PUBLIC DEVICE -彫刻の象徴性と恒久性- @ 東京藝術大学大学美術館 陳列館
最近観た展覧会をざざっと。
多分今年最後の展覧投稿。
PUBLIC DEVICE -彫刻の象徴性と恒久性- @ 東京藝術大学大学美術館 陳列館









藝大の陳列館の最近の展示がことごとく面白くて困る。
前回の「日比野克彦を保存する」やその前の「彼女たちは歌う」など。
今回は「公共彫刻」を問う展示で物凄く興味深かった。タイトルもいい。
入り口からロダンの彫刻があったんだけど、これ前からあったっけ?まさに今回のテーマにぴったり。
そして出ている作家陣がものすごく豪華!
その中でも問題とされている戦後の公共彫刻を担ってきた菊池一雄、北村西望、本郷新の3名と、現代の作家を対比させているのはとても刺激的だった。
会田誠の「モニュメントには何らかの罪深さがある」「美術家としてモニュメントを作りたくなる誘惑への自省、自戒」を込めて近年取り組んでいる「MONUMENT FOR NOTHING」の展示は特に今回の展示の大きなテーマになっているように思う。
公共彫刻(モニュメント)を見る度に浮かぶ胡散臭さはどこから来るのか。
改めてそのことを考えられた素晴らしい展覧会だった。
特にサイドコアの灯台に目をつけたり、お台場の自由の女神に黒い布を掛けたりするプロジェクトはとても示唆に富んでいて、改めてこのユニットの存在感を示していた。
今回陳列館だけでなく、絵画棟の大石膏室も使われていて、とっても嫌いなんだけど、椿昇のアキラのようなバルーン彫刻は悔しいが良かった。
周りのクラシックな石膏像をのみ込まんばかりの姿は神々しさすらあった。
最後に公共彫刻と聞くと思い出すのが、2011年に大阪の御堂筋の彫刻に何者かが赤い服を着せた事件。
http://www.asahi.com/fashion/column/at/TKY201108100203.html
それまで全然気に留めていなかったけれど、この事件を機にこの彫刻たちに目がいくようになった。
戦後の公共彫刻には裸の女性像が多く、それらが街中に蔓延っているのはよく考えると不気味。
これだけ公序良俗とかいいながら、彫刻たちは裸でいいのか。

> _データ抜粋_
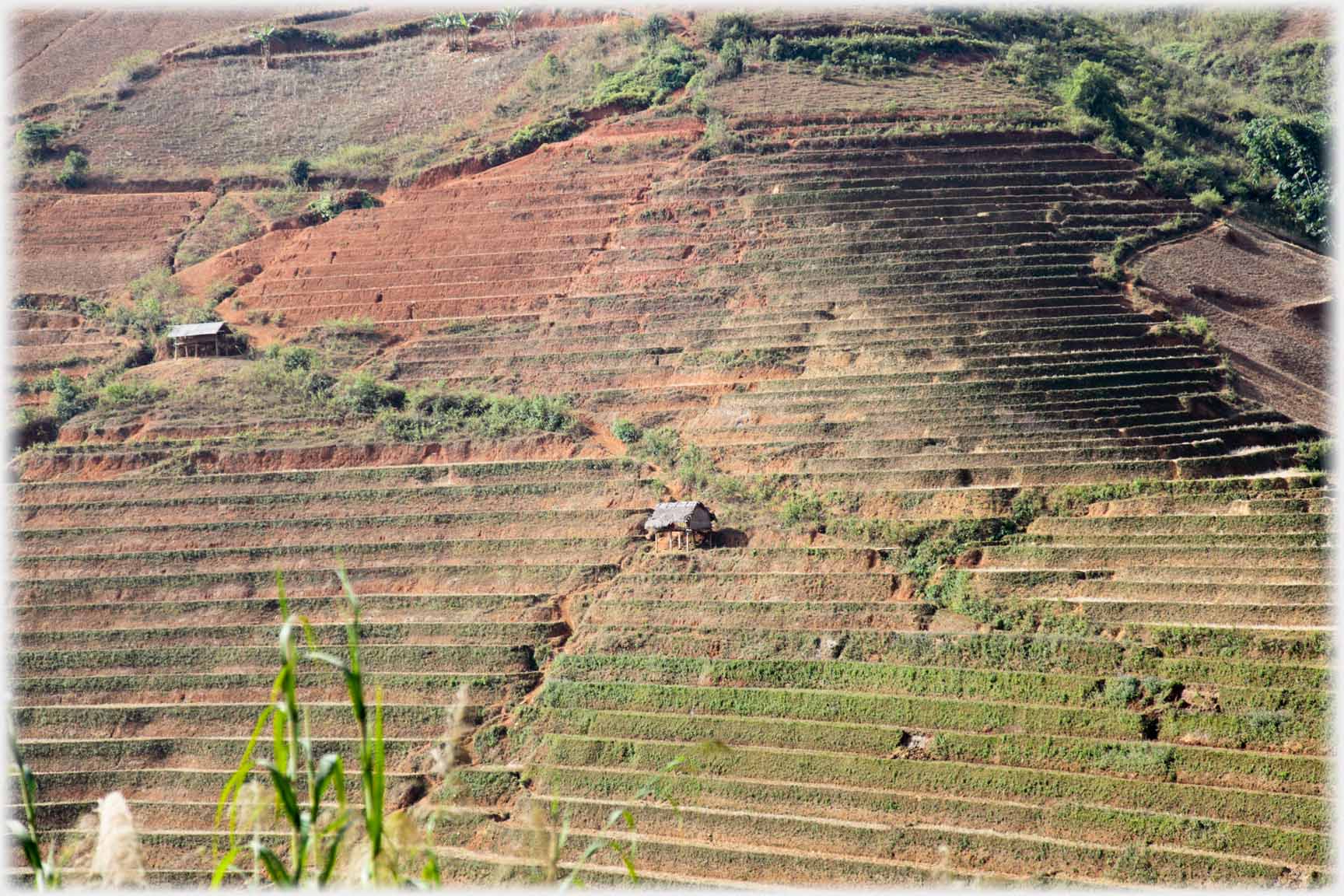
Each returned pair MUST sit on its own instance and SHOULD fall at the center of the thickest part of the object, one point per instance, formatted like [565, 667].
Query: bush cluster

> _設問_
a - 上の展覧会の感想から、「改めてそのことを考えられた素晴らしい展覧会だった。」から「周りのクラシックな石膏像をのみ込まんばかりの姿は神々しさすらあった。」までを、両端の語句も含めてそのまま書き写してください。
b - 展覧会の感想で、戦後の公共彫刻を担ってきた作家として挙げられている3名は誰ですか。

> _設問別の解答_
a -
改めてそのことを考えられた素晴らしい展覧会だった。
特にサイドコアの灯台に目をつけたり、お台場の自由の女神に黒い布を掛けたりするプロジェクトはとても示唆に富んでいて、改めてこのユニットの存在感を示していた。
今回陳列館だけでなく、絵画棟の大石膏室も使われていて、とっても嫌いなんだけど、椿昇のアキラのようなバルーン彫刻は悔しいが良かった。
周りのクラシックな石膏像をのみ込まんばかりの姿は神々しさすらあった。

b - 菊池一雄、北村西望、本郷新の3名です。